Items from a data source

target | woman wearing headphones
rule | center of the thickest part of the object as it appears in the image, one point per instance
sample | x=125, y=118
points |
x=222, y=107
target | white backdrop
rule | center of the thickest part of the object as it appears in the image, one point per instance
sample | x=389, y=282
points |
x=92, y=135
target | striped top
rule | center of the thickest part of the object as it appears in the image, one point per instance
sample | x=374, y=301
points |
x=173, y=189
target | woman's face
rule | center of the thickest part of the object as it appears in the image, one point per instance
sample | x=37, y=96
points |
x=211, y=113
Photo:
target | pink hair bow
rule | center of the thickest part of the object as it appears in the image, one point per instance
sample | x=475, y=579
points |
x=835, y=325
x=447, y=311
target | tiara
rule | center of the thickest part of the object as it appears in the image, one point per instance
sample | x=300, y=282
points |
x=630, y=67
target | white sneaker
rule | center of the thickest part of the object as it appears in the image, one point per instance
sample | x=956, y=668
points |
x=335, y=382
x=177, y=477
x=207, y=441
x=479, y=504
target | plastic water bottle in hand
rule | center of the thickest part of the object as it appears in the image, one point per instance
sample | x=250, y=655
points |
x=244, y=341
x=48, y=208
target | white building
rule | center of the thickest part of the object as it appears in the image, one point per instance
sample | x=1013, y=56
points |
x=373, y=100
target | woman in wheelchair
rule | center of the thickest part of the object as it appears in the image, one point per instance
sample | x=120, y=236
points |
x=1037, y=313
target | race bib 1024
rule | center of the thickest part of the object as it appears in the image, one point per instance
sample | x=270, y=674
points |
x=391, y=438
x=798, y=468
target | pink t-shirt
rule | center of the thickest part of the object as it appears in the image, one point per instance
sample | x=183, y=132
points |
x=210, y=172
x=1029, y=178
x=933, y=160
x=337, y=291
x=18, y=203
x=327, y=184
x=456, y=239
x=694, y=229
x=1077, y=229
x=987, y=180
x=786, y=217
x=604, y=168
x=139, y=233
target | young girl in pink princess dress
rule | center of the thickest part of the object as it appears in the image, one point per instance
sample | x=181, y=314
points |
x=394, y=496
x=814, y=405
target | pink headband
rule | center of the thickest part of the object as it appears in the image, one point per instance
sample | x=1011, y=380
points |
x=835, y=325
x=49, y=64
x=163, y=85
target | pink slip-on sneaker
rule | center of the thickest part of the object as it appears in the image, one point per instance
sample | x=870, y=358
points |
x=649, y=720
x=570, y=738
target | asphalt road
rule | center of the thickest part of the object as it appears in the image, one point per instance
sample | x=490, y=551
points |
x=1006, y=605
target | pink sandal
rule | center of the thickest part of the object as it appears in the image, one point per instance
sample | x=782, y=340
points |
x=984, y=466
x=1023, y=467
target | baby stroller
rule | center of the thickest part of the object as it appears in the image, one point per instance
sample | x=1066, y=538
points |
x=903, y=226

What the task requires: The data above should be returned exactly as written.

Solution below:
target | woman wearing headphones
rule | center of the thickest part of the object as it appears in the image, one point per instance
sample | x=125, y=118
points |
x=222, y=107
target | white backdrop
rule | center of the thickest part of the object as it appears in the image, one point per instance
sample | x=389, y=282
points |
x=92, y=135
target | striped top
rule | center of the thickest part of the object as it appears in the image, one point per instance
sample | x=374, y=301
points |
x=173, y=189
target | woman's face
rule | center of the thickest part of the object as it appears in the image, one point per instance
sample | x=37, y=96
points |
x=211, y=113
Photo:
target | pink hair bow
rule | center of the thickest part of the object as it appears in the image, one point per instance
sample | x=475, y=579
points |
x=835, y=325
x=447, y=311
target | tiara
rule | center of the thickest part of the object as it appears in the image, one point per instance
sample | x=300, y=282
points |
x=630, y=67
target | white sneaker
rule | center of the thickest part of the object as it appears in the image, one point per instance
sample | x=956, y=668
points |
x=335, y=382
x=177, y=477
x=207, y=441
x=479, y=504
target | plastic water bottle in hand
rule | center of the thickest part of the object as it appears in the image, one point per instance
sample | x=250, y=655
points |
x=244, y=341
x=48, y=208
target | white building
rule | center of the thickest part of the object as it appears in the image, one point per instance
sample | x=1013, y=56
points |
x=373, y=100
target | woman in wheelchair
rule | center of the thickest part of the object as it appears in the image, one point per instance
sample | x=120, y=236
points |
x=1037, y=313
target | race bib 1024
rule | center of the thickest part of the object as it appears in the image, one point per instance
sample | x=270, y=674
points |
x=391, y=438
x=798, y=468
target | pink t-shirt
rule | center of the thickest part of the object as it appears in the image, one point per instance
sample | x=183, y=132
points |
x=210, y=172
x=1029, y=178
x=933, y=160
x=337, y=291
x=18, y=203
x=327, y=184
x=456, y=239
x=694, y=229
x=1077, y=229
x=987, y=180
x=786, y=217
x=604, y=168
x=139, y=233
target | young girl in pink princess dress
rule | center of the thickest part of the object as it appears in the image, one point per instance
sample | x=181, y=314
points |
x=394, y=496
x=814, y=405
target | pink headband
rule | center of the thickest part of the object as it appears in the image, one point per instance
sample | x=1011, y=380
points |
x=835, y=325
x=49, y=64
x=163, y=85
target | pink slip-on sneaker
rule | center of the thickest part of the object as it appears in the image, one point per instance
sample | x=870, y=358
points |
x=649, y=720
x=570, y=738
target | asphalt road
rule | center of the thickest part of the object as it appears in the image, one point per instance
sample | x=490, y=551
points |
x=1006, y=605
target | pink sandal
rule | center of the thickest part of the object as it appears in the image, one point per instance
sample | x=782, y=340
points |
x=984, y=466
x=1023, y=467
target | baby stroller
rule | center of the thickest part of the object as it appears in the image, one point per instance
sample | x=1066, y=538
points |
x=903, y=226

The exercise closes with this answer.